- _BRIEF_
The pictures do not go in the copy. Reproduce the rest of the entries exactly.

(Beginning of RECORDS FOR THIS TASK)

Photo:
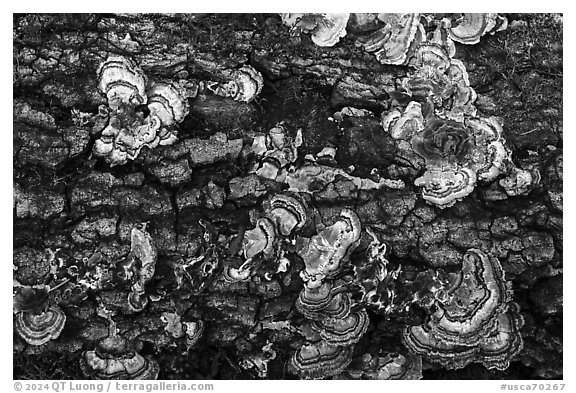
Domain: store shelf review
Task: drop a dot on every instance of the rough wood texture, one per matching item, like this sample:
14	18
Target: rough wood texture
69	205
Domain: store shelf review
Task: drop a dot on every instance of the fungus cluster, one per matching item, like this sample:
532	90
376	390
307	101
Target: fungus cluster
470	27
138	267
334	323
116	358
262	246
479	322
243	84
128	129
35	319
440	122
275	151
325	29
395	41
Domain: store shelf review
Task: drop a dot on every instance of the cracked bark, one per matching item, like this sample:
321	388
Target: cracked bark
69	203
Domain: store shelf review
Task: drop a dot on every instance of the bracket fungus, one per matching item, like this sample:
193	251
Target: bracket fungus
276	150
287	212
472	26
326	29
324	252
140	265
457	155
122	81
328	300
343	331
115	358
320	360
477	324
393	43
243	85
259	239
520	181
39	328
128	131
404	125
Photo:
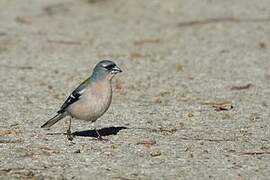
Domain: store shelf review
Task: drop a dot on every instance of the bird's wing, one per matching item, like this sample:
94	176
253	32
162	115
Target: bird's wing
74	96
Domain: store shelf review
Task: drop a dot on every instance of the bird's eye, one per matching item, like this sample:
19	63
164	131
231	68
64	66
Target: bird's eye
110	67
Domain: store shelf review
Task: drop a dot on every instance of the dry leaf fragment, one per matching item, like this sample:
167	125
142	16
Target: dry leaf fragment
155	153
220	106
147	142
247	86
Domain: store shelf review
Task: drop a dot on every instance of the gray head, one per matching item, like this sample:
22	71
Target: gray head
105	69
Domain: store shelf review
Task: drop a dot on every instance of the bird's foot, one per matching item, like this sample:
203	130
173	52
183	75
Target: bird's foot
70	136
100	138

(End of RECORDS FOR THIS TASK)

- _REPLY TO THE EXERCISE_
Photo:
Domain: store shelf review
Task: drop a dot on every instance of the rough wood texture, one per matching item, like this sample:
14	18
Target: rough wood texture
69	205
Domain: store shelf review
Task: drop a dot on every instance of the fungus cluster, one per matching item, like this sample:
532	90
376	390
307	101
Target: fungus cluster
470	27
138	267
334	323
116	358
262	246
479	322
243	84
128	129
35	319
440	122
275	151
325	29
395	41
Domain: store shelf review
Task: drop a dot on every instance of the cracked bark, one per matching item, like this sample:
321	388
Target: cracked bark
69	203
Domain: store shelf review
Task: drop a dot on every instance of the bracket fungus, one per matching item, like this sample:
193	251
Target: bracket fungus
276	150
287	212
472	26
326	29
324	252
140	265
457	155
122	81
328	300
343	331
115	358
320	360
477	324
393	43
243	85
259	239
520	181
39	328
128	131
404	125
Photo:
Domain: store shelf review
Task: drop a dot on every instance of the bird's wing, one per matching item, like this sample:
94	176
253	32
162	115
Target: bird's wing
74	96
Domain: store shelf review
Task: drop a dot on every instance of the bird's eye, one per matching item, like this sample:
19	63
164	131
231	68
64	66
Target: bird's eye
110	67
Domain: store shelf review
Task: drop a dot on every instance of the dry leaf fragment, one per matching item, like this sample:
167	125
142	16
Target: dry leaf fragment
155	153
220	106
147	142
247	86
Domain: store shelf review
Task: drop a dot on every instance of the gray head, one per matching item, like this sample:
22	71
Target: gray head
105	69
Domain: store shelf review
Task: drop a dot on every instance of the bird's foot, one per matching item, like this sample:
203	130
173	52
183	75
Target: bird's foot
70	136
100	138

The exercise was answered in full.